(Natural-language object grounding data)
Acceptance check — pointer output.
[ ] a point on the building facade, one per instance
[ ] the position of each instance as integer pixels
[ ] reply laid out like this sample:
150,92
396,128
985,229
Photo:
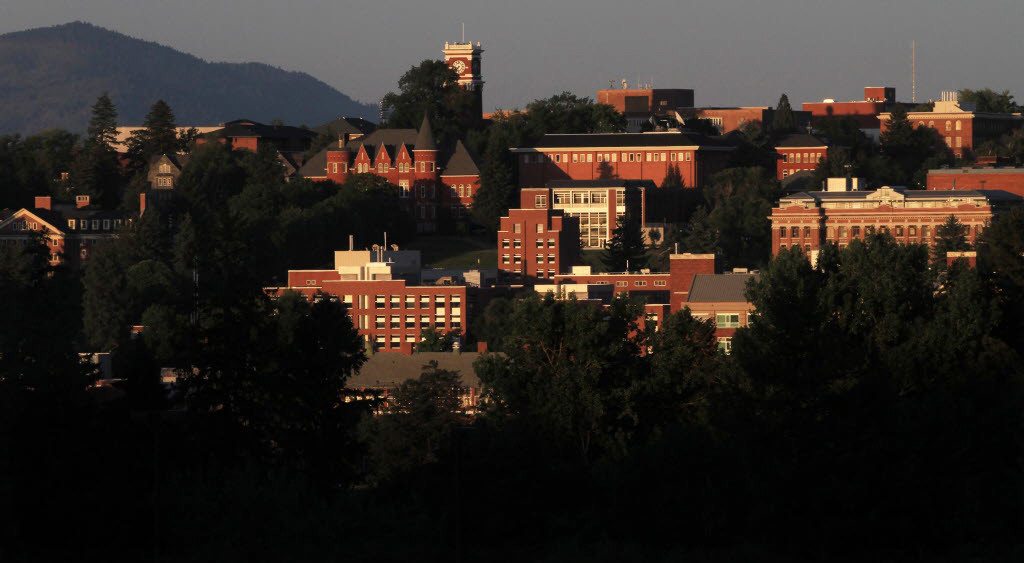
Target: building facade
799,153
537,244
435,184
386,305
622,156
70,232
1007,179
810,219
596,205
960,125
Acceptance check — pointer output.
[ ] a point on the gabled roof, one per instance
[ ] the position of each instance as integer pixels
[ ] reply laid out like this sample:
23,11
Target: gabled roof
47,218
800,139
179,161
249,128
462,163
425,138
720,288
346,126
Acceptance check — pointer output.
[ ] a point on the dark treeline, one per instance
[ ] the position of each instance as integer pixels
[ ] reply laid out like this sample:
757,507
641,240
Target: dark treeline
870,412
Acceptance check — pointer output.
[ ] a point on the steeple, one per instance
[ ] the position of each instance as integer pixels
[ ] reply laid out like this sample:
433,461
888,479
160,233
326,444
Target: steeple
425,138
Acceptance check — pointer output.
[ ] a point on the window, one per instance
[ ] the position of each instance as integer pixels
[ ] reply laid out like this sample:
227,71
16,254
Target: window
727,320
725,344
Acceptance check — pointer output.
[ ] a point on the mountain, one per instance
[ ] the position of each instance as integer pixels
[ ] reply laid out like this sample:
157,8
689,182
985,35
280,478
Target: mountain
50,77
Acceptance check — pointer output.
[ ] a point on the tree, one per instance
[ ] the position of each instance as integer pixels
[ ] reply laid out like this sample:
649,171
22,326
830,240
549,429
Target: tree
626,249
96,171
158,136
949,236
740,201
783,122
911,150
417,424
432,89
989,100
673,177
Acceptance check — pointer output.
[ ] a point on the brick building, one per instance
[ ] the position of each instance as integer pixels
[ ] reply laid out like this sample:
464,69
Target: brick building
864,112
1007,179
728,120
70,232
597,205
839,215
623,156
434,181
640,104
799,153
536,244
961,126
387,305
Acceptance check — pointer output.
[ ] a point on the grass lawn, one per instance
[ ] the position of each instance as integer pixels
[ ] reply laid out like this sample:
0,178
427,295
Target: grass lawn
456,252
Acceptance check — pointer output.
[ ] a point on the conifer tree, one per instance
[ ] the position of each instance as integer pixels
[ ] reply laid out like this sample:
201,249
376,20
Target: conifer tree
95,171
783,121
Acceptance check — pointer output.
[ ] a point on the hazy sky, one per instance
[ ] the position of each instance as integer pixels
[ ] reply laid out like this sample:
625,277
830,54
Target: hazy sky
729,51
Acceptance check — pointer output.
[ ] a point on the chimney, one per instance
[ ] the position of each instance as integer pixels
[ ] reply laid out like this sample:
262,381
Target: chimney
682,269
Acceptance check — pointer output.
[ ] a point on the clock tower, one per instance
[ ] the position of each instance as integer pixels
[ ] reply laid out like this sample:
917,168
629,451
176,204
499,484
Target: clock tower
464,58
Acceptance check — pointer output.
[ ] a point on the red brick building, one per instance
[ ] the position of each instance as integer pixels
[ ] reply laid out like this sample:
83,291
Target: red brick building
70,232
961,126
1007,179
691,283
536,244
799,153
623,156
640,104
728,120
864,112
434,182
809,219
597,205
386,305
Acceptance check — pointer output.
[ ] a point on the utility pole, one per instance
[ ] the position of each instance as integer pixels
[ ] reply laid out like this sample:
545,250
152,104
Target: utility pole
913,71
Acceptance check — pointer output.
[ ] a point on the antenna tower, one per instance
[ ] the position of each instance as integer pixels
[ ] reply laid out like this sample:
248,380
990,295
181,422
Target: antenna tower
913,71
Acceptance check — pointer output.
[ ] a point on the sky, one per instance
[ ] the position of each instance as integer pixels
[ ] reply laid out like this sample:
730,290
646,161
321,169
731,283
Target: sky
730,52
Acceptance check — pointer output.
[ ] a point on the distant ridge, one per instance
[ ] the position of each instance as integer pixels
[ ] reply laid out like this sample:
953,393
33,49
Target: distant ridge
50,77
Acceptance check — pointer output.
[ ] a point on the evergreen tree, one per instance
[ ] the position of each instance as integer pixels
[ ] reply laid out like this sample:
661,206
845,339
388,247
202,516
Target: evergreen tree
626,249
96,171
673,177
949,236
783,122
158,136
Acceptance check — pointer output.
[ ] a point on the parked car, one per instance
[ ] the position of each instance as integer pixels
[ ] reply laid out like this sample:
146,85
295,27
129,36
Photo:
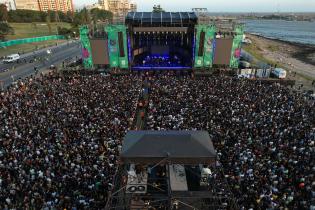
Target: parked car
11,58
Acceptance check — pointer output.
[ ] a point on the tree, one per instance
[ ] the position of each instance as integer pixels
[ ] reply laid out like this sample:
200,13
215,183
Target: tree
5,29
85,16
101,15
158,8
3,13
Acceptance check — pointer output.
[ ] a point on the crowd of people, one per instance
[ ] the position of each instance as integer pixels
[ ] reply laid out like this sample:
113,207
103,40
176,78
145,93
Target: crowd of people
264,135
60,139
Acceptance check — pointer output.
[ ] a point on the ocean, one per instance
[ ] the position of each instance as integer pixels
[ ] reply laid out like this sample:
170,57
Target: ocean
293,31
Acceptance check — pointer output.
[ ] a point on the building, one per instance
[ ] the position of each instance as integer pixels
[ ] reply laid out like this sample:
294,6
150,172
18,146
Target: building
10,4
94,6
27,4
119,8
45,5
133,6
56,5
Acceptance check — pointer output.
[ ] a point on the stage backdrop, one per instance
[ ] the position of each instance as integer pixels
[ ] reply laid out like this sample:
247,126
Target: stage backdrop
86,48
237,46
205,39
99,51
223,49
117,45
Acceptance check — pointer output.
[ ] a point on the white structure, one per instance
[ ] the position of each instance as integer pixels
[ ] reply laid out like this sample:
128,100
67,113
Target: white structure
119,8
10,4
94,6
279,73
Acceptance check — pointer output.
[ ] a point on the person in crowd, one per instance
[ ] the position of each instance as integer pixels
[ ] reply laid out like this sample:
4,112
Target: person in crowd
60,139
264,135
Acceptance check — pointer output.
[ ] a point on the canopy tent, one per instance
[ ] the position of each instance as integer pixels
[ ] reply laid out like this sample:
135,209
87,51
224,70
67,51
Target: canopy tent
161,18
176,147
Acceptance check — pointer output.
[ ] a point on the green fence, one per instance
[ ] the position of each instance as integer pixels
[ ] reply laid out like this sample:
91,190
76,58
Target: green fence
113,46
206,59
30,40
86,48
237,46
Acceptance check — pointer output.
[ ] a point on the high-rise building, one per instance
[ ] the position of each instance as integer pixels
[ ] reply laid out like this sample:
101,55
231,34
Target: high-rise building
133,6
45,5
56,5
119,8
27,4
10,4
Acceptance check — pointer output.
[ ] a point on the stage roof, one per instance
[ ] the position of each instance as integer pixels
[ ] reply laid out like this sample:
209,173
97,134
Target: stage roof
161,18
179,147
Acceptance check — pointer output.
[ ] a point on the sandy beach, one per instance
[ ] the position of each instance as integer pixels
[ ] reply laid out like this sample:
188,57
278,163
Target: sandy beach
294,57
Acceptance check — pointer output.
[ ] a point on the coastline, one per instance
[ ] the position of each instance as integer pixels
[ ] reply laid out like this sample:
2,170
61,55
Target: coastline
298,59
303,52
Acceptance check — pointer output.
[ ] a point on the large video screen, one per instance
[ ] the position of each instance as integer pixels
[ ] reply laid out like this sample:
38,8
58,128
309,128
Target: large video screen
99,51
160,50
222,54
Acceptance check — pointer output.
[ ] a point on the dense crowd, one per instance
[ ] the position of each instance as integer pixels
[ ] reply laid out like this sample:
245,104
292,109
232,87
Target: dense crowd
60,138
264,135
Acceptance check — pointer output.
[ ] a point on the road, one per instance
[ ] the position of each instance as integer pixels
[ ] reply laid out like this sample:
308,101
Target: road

▶ **Problem to work on**: Each line of the data should be quoted exactly, with pictures left out.

▶ **Exercise response**:
Acceptance check — pointer output.
[ ] a point on the building facade, one per instance
[ ] the position of each instance as integer pixels
[ ] reply laid out like this sample:
150,92
396,128
985,229
Photo:
Target: building facade
799,153
537,244
435,184
386,305
622,156
70,232
1007,179
810,219
596,205
960,125
Acceptance check — pointer output.
[ ] a point on the gabled roof, one per instance
[ ] the position of each instance as integer pixels
[ ] reply laid out like this sample:
23,11
Target: gabled roof
47,218
800,139
179,161
249,128
462,163
425,138
720,288
346,126
Acceptance check — pointer output.
[ ] a point on the dark treeline, one per instance
[ ] the position of each instance as integer pixels
[ ] reply laid out like this sample:
757,507
641,240
Target: dark treeline
870,412
Acceptance check — pointer output.
[ ] a point on the steeple, one per instance
[ ] the position of each instance as integer pixels
[ ] reply laid out like this sample:
433,461
888,479
160,233
326,444
Target: steeple
425,138
Acceptance check — pointer output.
[ ] a point on the window, one per instance
[ ] the position of each instance as integer pixels
[ ] reply laid out like this sample:
227,71
16,254
Target: window
727,320
725,344
Acceptance check — pointer output.
[ ] a point on the mountain, one per instance
[ ] the position of each instance as integer pixels
[ ] reply laid out like this sample:
157,8
689,182
985,35
280,478
Target: mountain
50,77
Acceptance check — pointer output.
[ ] a point on the tree, one per instance
[ ] the position of each instance as integer pixels
[ ] reply laid out like this sample:
649,171
22,326
830,240
549,429
Target: tree
626,249
96,171
158,136
949,236
740,201
783,122
911,150
417,424
432,89
989,100
673,177
Acceptance check — pointer output.
[ ] a point on the brick building, one per instance
[ ] the position of each instance as integer pixels
[ ] reply laid out like this sample:
464,69
Target: brick building
864,112
1007,179
728,120
70,232
597,205
839,215
623,156
434,181
640,104
799,153
536,244
961,126
387,305
Acceptance check — pointer output.
[ ] a point on the grass lawn, one per instance
[ ] the position of each instance as integer pixels
[ ] reply laid out like this sample:
0,178
427,295
Target: grass lawn
456,252
Acceptance check — pointer output.
[ ] a point on the conifer tree, one per instance
[ ] the position of each instance as integer pixels
[ ] reply laid out like this sample:
201,249
376,20
Target: conifer tree
95,171
783,121
Acceptance check — pointer output.
[ ] a point on the hazy sky, one per instance
[ ] the position of each instance as integer pixels
[ ] reply laid out like this sample:
625,277
830,54
Target: hazy sky
729,51
Acceptance check — pointer output.
[ ] a point on the chimney, one per instance
[ ] the position of each instance as integer pixels
[ ] reply laid out like this sample:
262,381
Target: chimney
682,269
Acceptance check — pointer output.
[ ] a point on the clock tower, one per instance
[ ] the position of each instance as integer pixels
[ ] reply laid out like this sample:
917,168
629,451
176,204
499,484
Target: clock tower
464,58
Acceptance check — pointer output.
[ ] a point on the red brick building, one per instance
[ ] the position of each instance as integer pixels
[ ] reply laid out like this sample:
83,291
Target: red brick building
70,232
961,126
1007,179
691,283
536,244
799,153
623,156
640,104
728,120
864,112
434,182
809,219
597,205
386,305
Acceptance check — pointer output.
[ ] a point on the utility pole, one per instance
[ ] the position of each instance as integer pixels
[ ] reply laid out like this sample:
545,250
152,104
Target: utility pole
913,71
Acceptance check — pointer output.
[ ] a point on the antenna tower, one per instance
[ ] the position of each instance as integer pixels
[ ] reply laid out like this sample:
248,380
990,295
181,422
Target: antenna tower
913,71
Acceptance check — pointer output.
[ ] a point on the sky, one per instance
[ ] the position of each instance as integer pixels
[ ] reply laid out like this sample:
730,290
646,161
321,169
731,283
Target: sky
730,52
Acceptance check — pointer output.
[ ] a point on the distant ridge, one per instance
[ ] the position of each instance as integer pixels
[ ] reply laid out like this sample:
953,393
33,49
Target: distant ridge
50,77
Acceptance check — pointer output.
[ ] a point on the evergreen tree, one per instance
[ ] the position of each instance as integer pixels
[ ] reply laid out like this sample:
661,206
845,339
388,247
202,516
Target: evergreen tree
626,249
96,171
673,177
949,236
783,122
158,136
Acceptance check — pointer output.
[ ] a point on the parked car, one per instance
[ ] the position of each instance as integer pixels
[ ] reply laid out like this sample:
146,85
295,27
129,36
Photo:
Target: parked car
11,58
Acceptance check — pointer output.
[ ] a point on the tree, one per instance
[ ] the position of each instance as integer pixels
[ ] reply laid out like this sample:
200,13
215,183
Target: tree
5,29
85,16
101,15
158,8
3,13
Acceptance check — pointer output.
[ ] a point on the crowd of people, one per instance
[ ] the position of each instance as integer pixels
[ ] reply laid out like this sample:
113,207
103,40
176,78
145,93
Target: crowd of people
264,135
60,139
Acceptance check — pointer output.
[ ] a point on the ocean, one per instance
[ ] the position of each instance as integer pixels
[ ] reply laid out like this sample:
170,57
Target: ocean
293,31
Acceptance check — pointer output.
[ ] a point on the building, one per instance
[ ] the position of each instance as integer pixels
[ ] reply laid out like this sample:
294,6
150,172
18,146
Target: building
10,4
94,6
27,4
119,8
45,5
133,6
56,5
Acceptance check — pointer output.
[ ] a point on the stage backdrop, one per instance
[ ] the position of each instance as integer pixels
[ ] reply laid out like this sample:
247,126
Target: stage backdrop
86,48
237,46
205,39
99,51
223,49
117,45
Acceptance check — pointer output.
[ ] a point on the white structure, one per instance
[ ] the position of each instance as integer pixels
[ ] reply laid out like this sample:
128,100
67,113
Target: white structure
119,8
10,4
94,6
279,73
Acceptance check — pointer output.
[ ] a point on the person in crowd, one per instance
[ ] the position of each instance as integer pixels
[ ] reply laid out like this sample:
4,112
Target: person in crowd
60,139
264,135
Acceptance check — pointer output.
[ ] a point on the canopy tent, one per instance
[ ] the position of each instance as integer pixels
[ ] reply laid out like this sample:
135,209
87,51
224,70
67,51
Target: canopy tent
161,18
176,147
Acceptance check — pointer output.
[ ] a point on the green fence, one per instance
[ ] the position of each instance as integer pixels
[ ] reply laid out like this sample:
91,190
76,58
Target: green fence
113,46
206,59
30,40
86,48
237,46
Acceptance check — pointer output.
[ ] a point on the high-rise building, one per instance
[ ] the position of each instance as integer pixels
[ ] reply laid out like this sample:
101,55
231,34
Target: high-rise building
133,6
45,5
56,5
119,8
27,4
10,4
Acceptance check — pointer output.
[ ] a point on the stage roof, one per instance
[ ] the position of each instance as integer pixels
[ ] reply laid out like this sample:
209,173
97,134
Target: stage roof
161,18
179,147
Acceptance check — pointer output.
[ ] a point on the sandy beach, one per instance
[ ] the position of each instance as integer pixels
[ ] reply laid out like this sample:
188,57
278,163
Target: sandy beach
294,57
Acceptance check — pointer output.
[ ] a point on the coastline, one per instance
[ ] the position of each instance as integer pixels
[ ] reply laid out like this sample:
2,170
61,55
Target: coastline
298,59
303,52
Acceptance check — pointer output.
[ ] a point on the large video screen, one per instance
[ ] the position of each instance as integer pixels
[ ] reply laid out like this sample:
38,8
58,128
309,128
Target: large video screen
99,51
160,50
222,54
Acceptance check — pointer output.
[ ] a point on the dense crowd, one per instance
[ ] the position of each instance as integer pixels
[ ] reply laid out like this sample:
245,104
292,109
232,87
Target: dense crowd
60,138
264,135
Acceptance check — pointer output.
[ ] a point on the road, one per instance
[ ] the position of each instance as integer pixels
[ ] reply laid out like this sample:
308,101
Target: road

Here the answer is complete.